- What you should do -
Some lines hold the string "jersey". Copy all of them from the material that follows.

- Records to use -

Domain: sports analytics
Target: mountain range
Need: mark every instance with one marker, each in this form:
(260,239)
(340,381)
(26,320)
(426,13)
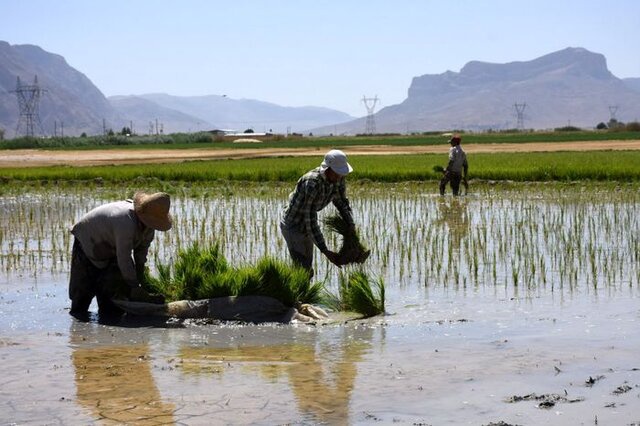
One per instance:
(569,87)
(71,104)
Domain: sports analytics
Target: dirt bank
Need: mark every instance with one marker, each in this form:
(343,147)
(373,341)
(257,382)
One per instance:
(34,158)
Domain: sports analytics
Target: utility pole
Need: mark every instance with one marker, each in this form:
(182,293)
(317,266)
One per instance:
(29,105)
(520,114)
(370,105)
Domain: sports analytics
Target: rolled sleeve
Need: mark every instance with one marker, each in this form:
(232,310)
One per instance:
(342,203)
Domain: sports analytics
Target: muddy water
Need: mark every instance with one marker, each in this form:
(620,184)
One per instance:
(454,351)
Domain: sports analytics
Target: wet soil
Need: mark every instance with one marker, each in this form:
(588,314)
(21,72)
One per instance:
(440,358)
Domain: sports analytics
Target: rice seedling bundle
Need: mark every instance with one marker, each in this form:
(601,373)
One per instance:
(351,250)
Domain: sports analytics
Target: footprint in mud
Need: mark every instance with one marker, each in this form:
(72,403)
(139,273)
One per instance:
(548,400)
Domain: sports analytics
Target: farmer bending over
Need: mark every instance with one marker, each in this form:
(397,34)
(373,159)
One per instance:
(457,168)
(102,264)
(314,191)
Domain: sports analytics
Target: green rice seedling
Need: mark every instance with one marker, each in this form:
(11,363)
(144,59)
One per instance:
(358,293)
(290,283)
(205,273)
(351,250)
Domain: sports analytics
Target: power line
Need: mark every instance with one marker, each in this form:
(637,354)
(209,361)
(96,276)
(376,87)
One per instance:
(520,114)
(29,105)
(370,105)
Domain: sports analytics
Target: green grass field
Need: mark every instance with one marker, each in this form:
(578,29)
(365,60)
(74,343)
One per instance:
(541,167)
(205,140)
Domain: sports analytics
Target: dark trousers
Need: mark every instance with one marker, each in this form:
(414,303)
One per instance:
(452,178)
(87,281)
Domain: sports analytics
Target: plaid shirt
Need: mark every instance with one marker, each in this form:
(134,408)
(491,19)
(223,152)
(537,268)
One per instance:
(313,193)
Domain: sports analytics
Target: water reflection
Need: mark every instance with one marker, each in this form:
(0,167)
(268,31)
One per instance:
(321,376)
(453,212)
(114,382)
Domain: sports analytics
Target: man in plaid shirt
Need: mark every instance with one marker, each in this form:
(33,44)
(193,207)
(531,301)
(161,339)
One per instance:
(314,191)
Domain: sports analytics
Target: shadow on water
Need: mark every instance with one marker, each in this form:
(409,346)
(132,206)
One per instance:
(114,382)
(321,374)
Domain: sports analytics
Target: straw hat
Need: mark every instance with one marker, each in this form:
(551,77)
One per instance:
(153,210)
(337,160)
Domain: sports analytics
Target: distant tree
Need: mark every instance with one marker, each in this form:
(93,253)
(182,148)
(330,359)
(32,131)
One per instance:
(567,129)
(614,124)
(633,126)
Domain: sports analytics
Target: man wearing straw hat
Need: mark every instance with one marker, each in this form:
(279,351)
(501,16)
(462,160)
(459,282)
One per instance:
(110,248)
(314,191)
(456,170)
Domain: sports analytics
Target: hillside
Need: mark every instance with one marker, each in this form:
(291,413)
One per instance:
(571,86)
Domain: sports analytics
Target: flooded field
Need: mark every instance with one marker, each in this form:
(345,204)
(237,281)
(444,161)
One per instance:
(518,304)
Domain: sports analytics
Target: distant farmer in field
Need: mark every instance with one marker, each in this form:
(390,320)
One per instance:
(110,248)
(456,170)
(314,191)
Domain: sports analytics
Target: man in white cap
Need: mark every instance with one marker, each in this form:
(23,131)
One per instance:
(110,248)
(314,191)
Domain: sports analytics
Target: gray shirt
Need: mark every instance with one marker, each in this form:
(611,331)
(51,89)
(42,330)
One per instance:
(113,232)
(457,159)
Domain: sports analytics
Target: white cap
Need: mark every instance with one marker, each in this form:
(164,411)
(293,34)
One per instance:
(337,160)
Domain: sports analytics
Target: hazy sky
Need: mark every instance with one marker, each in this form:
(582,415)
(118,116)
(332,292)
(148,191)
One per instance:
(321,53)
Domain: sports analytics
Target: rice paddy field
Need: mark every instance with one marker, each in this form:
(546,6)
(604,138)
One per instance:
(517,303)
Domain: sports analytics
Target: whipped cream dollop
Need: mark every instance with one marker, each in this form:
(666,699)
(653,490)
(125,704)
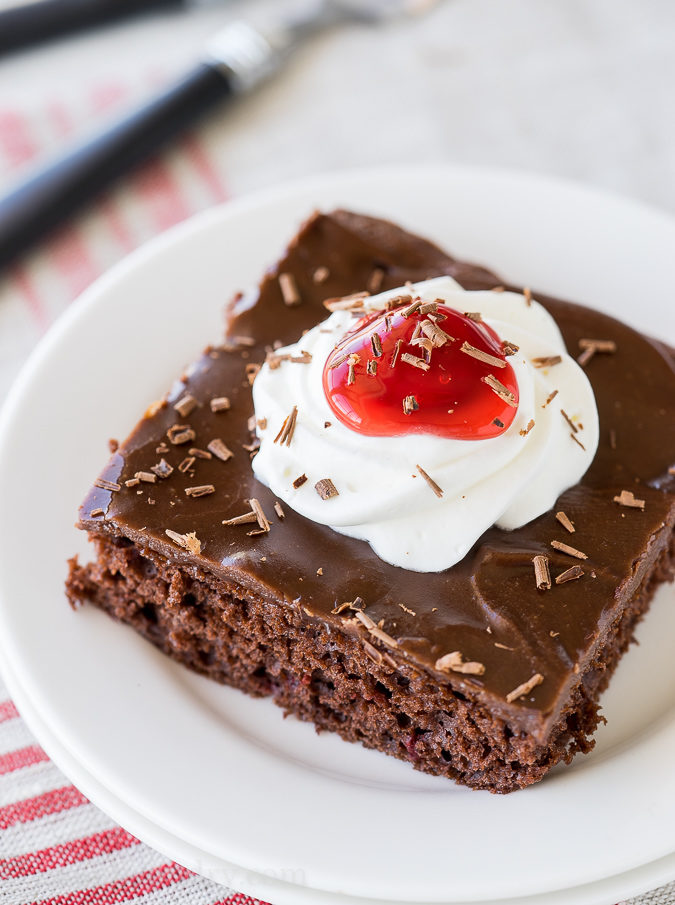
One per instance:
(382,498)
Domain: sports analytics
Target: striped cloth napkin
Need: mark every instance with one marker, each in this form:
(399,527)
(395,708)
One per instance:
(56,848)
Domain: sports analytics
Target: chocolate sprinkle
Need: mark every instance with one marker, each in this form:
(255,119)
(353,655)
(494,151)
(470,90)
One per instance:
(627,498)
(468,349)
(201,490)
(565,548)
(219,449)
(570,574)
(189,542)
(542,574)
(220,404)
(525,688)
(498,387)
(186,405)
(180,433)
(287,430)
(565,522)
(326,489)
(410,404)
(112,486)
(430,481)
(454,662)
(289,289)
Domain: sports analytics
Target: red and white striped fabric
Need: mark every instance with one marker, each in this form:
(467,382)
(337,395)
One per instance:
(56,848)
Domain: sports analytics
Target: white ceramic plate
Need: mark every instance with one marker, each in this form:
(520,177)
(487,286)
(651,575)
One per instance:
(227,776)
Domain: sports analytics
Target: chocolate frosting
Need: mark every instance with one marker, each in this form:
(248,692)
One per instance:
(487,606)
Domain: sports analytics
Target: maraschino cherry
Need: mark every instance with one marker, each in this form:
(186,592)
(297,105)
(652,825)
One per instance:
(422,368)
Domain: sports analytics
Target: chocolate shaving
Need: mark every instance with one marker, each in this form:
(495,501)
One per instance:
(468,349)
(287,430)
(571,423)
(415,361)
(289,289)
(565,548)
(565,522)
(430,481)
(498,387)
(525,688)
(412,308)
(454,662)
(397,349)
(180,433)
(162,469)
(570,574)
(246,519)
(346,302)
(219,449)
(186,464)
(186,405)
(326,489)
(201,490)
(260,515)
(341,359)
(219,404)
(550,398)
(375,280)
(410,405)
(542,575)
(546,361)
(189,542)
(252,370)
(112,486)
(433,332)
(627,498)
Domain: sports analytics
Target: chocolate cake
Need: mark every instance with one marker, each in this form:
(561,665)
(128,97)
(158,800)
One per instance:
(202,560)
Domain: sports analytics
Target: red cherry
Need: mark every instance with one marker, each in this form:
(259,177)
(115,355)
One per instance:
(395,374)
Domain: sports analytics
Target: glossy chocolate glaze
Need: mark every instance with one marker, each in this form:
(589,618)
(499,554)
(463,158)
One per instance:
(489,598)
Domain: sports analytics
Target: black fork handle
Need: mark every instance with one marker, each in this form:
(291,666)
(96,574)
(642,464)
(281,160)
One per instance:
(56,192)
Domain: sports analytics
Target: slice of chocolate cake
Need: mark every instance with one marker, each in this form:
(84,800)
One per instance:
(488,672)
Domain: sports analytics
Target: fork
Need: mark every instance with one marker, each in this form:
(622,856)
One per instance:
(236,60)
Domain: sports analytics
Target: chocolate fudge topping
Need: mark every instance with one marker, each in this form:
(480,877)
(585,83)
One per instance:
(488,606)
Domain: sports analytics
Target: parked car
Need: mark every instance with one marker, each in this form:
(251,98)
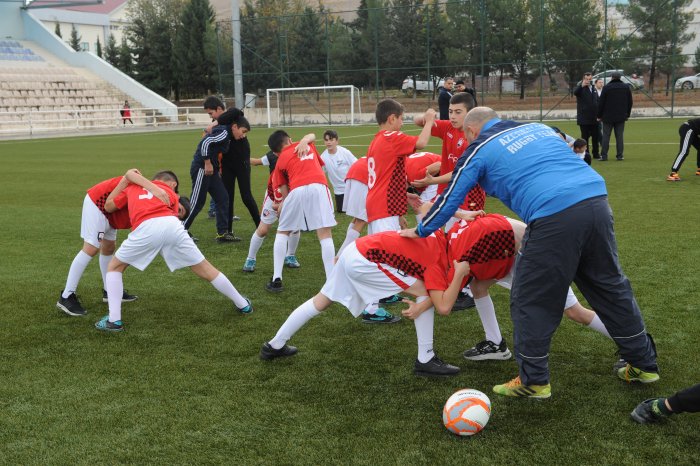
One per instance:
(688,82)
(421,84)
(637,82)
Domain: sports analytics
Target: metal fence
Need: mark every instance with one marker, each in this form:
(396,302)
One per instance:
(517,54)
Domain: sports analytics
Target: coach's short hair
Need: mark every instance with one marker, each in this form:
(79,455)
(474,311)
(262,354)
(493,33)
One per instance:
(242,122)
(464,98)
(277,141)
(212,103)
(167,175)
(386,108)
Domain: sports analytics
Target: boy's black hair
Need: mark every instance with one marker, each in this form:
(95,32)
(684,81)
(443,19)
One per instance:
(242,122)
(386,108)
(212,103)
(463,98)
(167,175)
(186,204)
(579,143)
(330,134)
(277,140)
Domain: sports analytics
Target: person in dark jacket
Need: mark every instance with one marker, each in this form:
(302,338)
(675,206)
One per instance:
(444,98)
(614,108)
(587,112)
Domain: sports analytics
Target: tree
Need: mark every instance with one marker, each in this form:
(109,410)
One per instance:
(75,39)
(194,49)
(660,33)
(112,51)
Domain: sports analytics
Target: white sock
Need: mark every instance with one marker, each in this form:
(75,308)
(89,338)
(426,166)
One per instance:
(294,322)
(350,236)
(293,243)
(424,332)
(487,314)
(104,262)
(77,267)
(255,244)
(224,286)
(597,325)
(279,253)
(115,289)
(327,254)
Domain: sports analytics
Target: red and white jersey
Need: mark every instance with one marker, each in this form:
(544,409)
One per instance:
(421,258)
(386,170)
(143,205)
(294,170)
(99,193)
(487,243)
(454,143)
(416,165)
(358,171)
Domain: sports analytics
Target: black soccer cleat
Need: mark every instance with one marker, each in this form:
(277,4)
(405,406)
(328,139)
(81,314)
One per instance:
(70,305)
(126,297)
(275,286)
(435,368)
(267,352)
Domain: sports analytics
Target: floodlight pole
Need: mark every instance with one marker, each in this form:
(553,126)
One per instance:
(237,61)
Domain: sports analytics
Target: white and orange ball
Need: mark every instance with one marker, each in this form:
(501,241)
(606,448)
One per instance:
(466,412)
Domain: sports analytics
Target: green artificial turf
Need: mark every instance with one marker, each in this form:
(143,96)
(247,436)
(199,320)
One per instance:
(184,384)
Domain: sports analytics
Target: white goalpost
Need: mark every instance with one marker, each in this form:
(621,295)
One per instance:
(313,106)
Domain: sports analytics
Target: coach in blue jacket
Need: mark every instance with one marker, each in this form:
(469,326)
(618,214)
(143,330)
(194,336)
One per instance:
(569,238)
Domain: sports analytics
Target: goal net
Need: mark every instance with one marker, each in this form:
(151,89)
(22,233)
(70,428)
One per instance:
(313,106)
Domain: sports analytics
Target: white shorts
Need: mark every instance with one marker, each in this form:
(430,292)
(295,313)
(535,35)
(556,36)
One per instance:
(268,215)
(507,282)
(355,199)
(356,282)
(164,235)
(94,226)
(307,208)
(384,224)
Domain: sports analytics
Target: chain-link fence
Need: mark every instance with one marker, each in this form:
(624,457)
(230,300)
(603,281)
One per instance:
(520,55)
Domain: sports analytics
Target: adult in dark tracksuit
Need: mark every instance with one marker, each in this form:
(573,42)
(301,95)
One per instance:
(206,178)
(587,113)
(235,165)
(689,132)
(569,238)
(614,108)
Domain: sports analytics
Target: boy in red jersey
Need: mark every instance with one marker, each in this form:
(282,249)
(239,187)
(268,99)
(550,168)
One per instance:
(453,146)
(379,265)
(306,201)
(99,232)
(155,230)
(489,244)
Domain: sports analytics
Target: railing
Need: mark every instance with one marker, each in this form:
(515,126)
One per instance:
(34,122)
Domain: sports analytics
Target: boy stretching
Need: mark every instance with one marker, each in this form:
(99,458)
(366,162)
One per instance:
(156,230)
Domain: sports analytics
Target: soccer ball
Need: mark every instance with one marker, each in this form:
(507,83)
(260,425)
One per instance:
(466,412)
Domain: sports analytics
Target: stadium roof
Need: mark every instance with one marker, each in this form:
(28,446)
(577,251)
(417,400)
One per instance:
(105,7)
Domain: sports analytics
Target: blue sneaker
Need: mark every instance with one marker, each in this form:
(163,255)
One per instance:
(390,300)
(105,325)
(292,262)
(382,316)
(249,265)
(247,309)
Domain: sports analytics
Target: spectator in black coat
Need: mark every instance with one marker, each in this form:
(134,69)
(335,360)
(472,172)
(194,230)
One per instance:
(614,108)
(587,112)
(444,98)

- Result of this task -
Target: red and white jersey
Target: boy in red jersey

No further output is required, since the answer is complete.